**Extrait**
══════════════════════════════

Mercredi 10 juin 2020, 5h00. Réveil au paradis mais Brigitte n’est pas très vaillante. L’oiseau lui crie « du nerf l’exploratrice de vogue, aujourd’hui tu vas à Dhuli ! ».
Dazu monte nous voir. Nous adorons ses visites matinales qui nous permettent de discuter et de partager thé et churot. Dazu ne reste jamais longtemps car il veut couper l’herbe avant les grosses chaleurs.
Laurent vaque à ses nombreuses occupations et donne carte blanche à Brigitte pour l’exploration.
Elle part donc à Magma. Au centre du village, juste après les bureaux de l’administration du village, elle file à gauche munie de ses phrases magiques car à partir de là personne ne la connaît et « la touriste » est effrayante car susceptible de transmettre le coronavirus. Heureusement, la plupart des habitants a écouté radio Sani Bheri !
Mépris du danger
La piste file en descendant légèrement vers une ravine où elle traverse un torrent. Avant la ravine, il y a un grand glissement de terrain assez récent où des hommes, au péril de leur vie, extraient en pleine pente instable avec des barres de fer de gros blocs de rochers qui atterrissent sur la piste et sont récupérés par les casseuses de pierres.
Les « arracheurs de rochers » font une petite pause pour laisser passer Brigitte qui n’est pas du tout rassurée car tout menace de s’effondrer du haut. Les hommes rient, ils n’ont pas peur même quand ils doivent faire un grand saut de côté pour ne pas être broyés par les blocs de rocher qui foncent sur eux après une manœuvre mal contrôlée de leur pied de biche.
Dans la ravine, beaucoup d’enfants jeunes et moins jeunes jouent dans l’eau et sur les rochers qui en émergent. Cet endroit est un lieu d’attraction pour les habitants de Magma. Lors de la mousson, il n’en sera plus de même et Brigitte comprendra alors le rôle du petit pont en bois qui, pour l’instant, est un simple objet de décor.

══════════════════════════════

**Données fournies**
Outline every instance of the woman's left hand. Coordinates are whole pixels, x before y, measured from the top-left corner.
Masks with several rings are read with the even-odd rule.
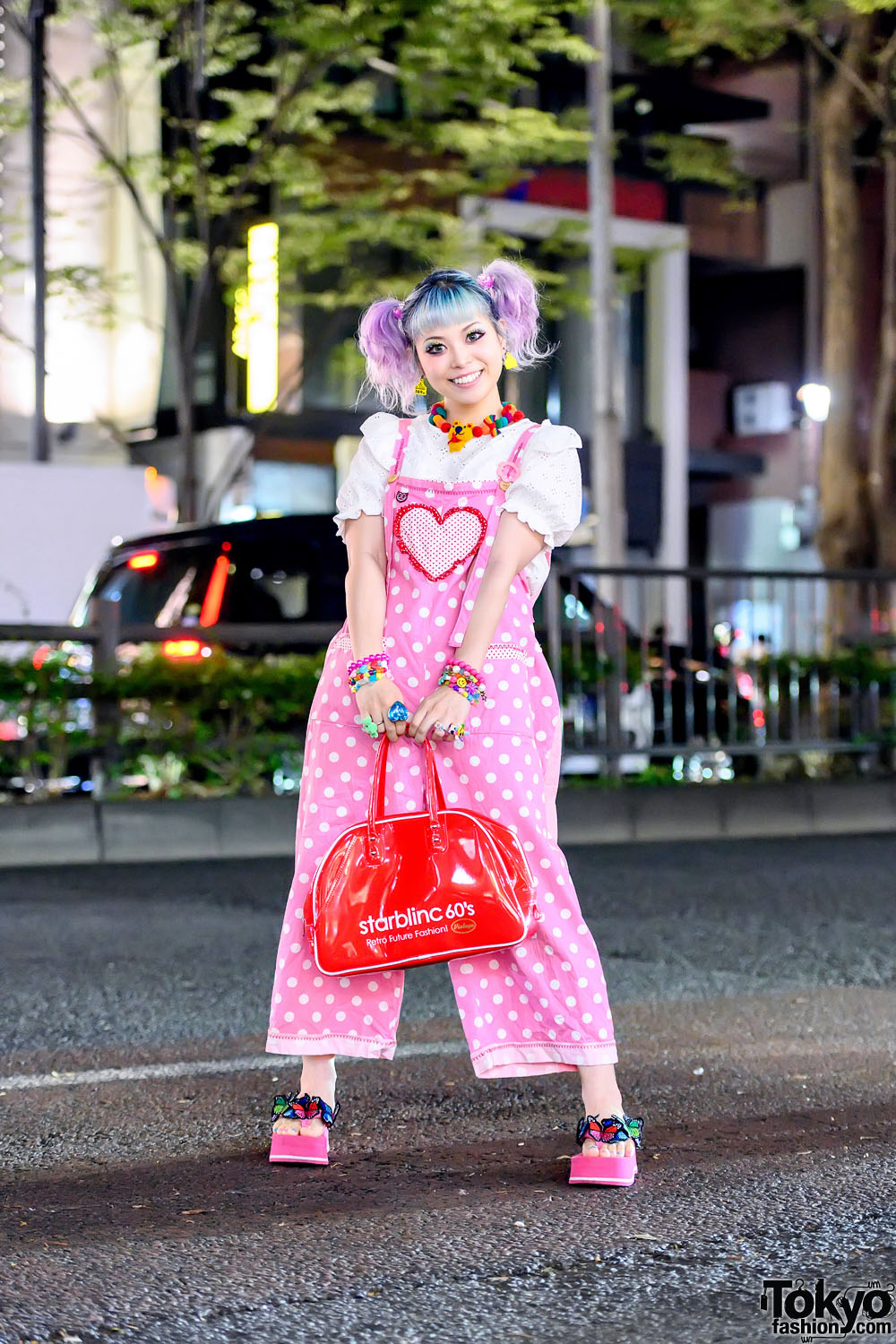
[[[423,743],[431,730],[435,741],[443,742],[449,734],[441,727],[437,728],[435,724],[457,728],[466,723],[470,708],[470,702],[465,695],[458,695],[450,685],[439,685],[424,700],[420,700],[407,722],[407,735],[415,742]]]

══════════════════════════════

**Consigne**
Recopiez mot pour mot le passage de l'extrait qui va de « Dazu monte nous » jusqu'à « Sani Bheri ! » inclus.

**Réponse**
Dazu monte nous voir. Nous adorons ses visites matinales qui nous permettent de discuter et de partager thé et churot. Dazu ne reste jamais longtemps car il veut couper l’herbe avant les grosses chaleurs.
Laurent vaque à ses nombreuses occupations et donne carte blanche à Brigitte pour l’exploration.
Elle part donc à Magma. Au centre du village, juste après les bureaux de l’administration du village, elle file à gauche munie de ses phrases magiques car à partir de là personne ne la connaît et « la touriste » est effrayante car susceptible de transmettre le coronavirus. Heureusement, la plupart des habitants a écouté radio Sani Bheri !